THE EXERCISE: All material below is to be reproduced exactly.

Object position labeling entries:
--- Begin ---

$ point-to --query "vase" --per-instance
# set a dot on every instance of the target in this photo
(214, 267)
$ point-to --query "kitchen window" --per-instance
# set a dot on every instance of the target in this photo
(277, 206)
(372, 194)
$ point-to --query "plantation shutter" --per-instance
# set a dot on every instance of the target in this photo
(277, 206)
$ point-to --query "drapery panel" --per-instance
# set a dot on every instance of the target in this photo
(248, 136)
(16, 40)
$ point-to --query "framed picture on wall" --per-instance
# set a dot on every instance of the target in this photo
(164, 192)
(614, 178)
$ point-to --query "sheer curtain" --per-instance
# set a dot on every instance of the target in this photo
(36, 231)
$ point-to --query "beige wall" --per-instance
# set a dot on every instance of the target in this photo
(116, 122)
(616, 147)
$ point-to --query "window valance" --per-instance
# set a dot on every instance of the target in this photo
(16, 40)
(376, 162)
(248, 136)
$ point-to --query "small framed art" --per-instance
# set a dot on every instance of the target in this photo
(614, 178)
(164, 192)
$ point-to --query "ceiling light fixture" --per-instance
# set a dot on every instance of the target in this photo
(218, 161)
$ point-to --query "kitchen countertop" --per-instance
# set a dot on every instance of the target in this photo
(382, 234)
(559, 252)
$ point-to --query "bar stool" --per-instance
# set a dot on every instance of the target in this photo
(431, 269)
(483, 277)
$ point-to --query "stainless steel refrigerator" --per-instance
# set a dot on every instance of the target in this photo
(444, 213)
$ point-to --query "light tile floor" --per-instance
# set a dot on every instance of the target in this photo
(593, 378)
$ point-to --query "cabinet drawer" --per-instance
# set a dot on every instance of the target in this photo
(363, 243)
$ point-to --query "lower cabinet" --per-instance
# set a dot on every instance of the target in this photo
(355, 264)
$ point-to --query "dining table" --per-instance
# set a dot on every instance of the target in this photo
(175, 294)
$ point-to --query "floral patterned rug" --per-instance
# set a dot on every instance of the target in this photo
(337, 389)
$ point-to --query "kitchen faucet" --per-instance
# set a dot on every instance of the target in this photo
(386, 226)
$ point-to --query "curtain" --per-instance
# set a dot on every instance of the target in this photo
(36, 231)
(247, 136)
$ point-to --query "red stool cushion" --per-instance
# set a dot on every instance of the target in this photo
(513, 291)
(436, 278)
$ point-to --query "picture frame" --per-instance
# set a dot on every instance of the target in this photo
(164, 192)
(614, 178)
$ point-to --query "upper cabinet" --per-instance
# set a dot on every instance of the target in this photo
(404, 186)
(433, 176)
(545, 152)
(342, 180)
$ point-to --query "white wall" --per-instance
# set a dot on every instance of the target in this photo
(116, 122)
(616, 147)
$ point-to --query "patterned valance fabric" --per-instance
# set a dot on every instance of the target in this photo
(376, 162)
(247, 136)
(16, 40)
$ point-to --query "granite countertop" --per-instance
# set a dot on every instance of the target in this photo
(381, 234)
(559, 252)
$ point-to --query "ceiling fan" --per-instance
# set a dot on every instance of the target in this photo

--- End ---

RESULT OF THE TASK:
$ point-to --query "vase" --per-instance
# set a dot on every instance of the target in this photo
(214, 267)
$ point-to --query "kitchen window" --per-instance
# set a dot on every instance of the target in this photo
(277, 206)
(372, 194)
$ point-to --query "plantation shutter" --per-instance
# set a dot on every instance of the target in this photo
(277, 206)
$ point-to --query "drapery panel" --per-instance
# set a dot on every instance of the target in this photo
(248, 136)
(16, 40)
$ point-to --query "framed picture on wall" --per-instance
# set a dot on every instance of the target in this photo
(164, 192)
(614, 178)
$ point-to --query "sheer curtain" --per-instance
# set a dot on every instance of the target in this photo
(36, 231)
$ point-to --query "beige wall" --per-instance
# set a dot on every instance of the target in this photo
(116, 122)
(616, 147)
$ point-to --query "window valance" --per-instance
# set a dot on every instance of the target in this photo
(16, 40)
(376, 162)
(248, 136)
$ point-to --query "small framed art" --per-instance
# set a dot on every instance of the target in this photo
(614, 178)
(164, 192)
$ point-to --query "ceiling light fixture" --per-instance
# set a dot on every instance of the target in this photo
(218, 161)
$ point-to --query "kitchen countertop" --per-instance
# set a dot on every instance of the target in this photo
(382, 234)
(559, 252)
$ point-to --query "bar stool" --per-instance
# set a dot on every instance of the target in this photo
(431, 269)
(483, 277)
$ point-to --query "stainless steel refrigerator" --per-instance
# set a dot on every instance of the target in this photo
(444, 213)
$ point-to --query "light tile floor" --per-instance
# set a dot on every instance of the target in this photo
(593, 378)
$ point-to --query "cabinet drawer" --per-instance
# set a dot on every instance of the target in this photo
(363, 243)
$ point-to --query "lower cabinet" --per-instance
# set a dot on every instance of the target in this photo
(355, 264)
$ point-to --query "dining table" --per-instance
# set a dot on every instance of the target in this photo
(175, 294)
$ point-to --query "floral patterned rug" --per-instance
# set a dot on every instance of the target in this photo
(337, 389)
$ point-to --query "kitchen faucet" --per-instance
# set a dot on every instance of the target in this photo
(386, 226)
$ point-to --query "curtain" --per-instance
# set a dot on every instance of the target in this photo
(36, 231)
(247, 136)
$ point-to --query "red stool cushion" --per-instance
# set a dot on every instance of the target in this photo
(513, 291)
(436, 278)
$ point-to --query "picture frame" --per-instance
# set a dot on every instance of the target in this photo
(164, 192)
(614, 178)
$ point-to --query "upper cabinet" --per-instance
# set a dot on every instance of the target in this photo
(404, 186)
(433, 176)
(545, 152)
(342, 180)
$ point-to --query "white wall" --per-instance
# set a dot on every instance of the target in this photo
(116, 122)
(616, 147)
$ point-to --query "patterned valance fabric" --per-instance
# set a dot on every instance of the target in this photo
(376, 162)
(247, 136)
(16, 40)
$ point-to --query "granite countertop" --per-instance
# set a dot on every instance of the target in this photo
(381, 234)
(559, 252)
$ point-to --query "ceiling fan" --per-instance
# set a dot on every instance of the target in this photo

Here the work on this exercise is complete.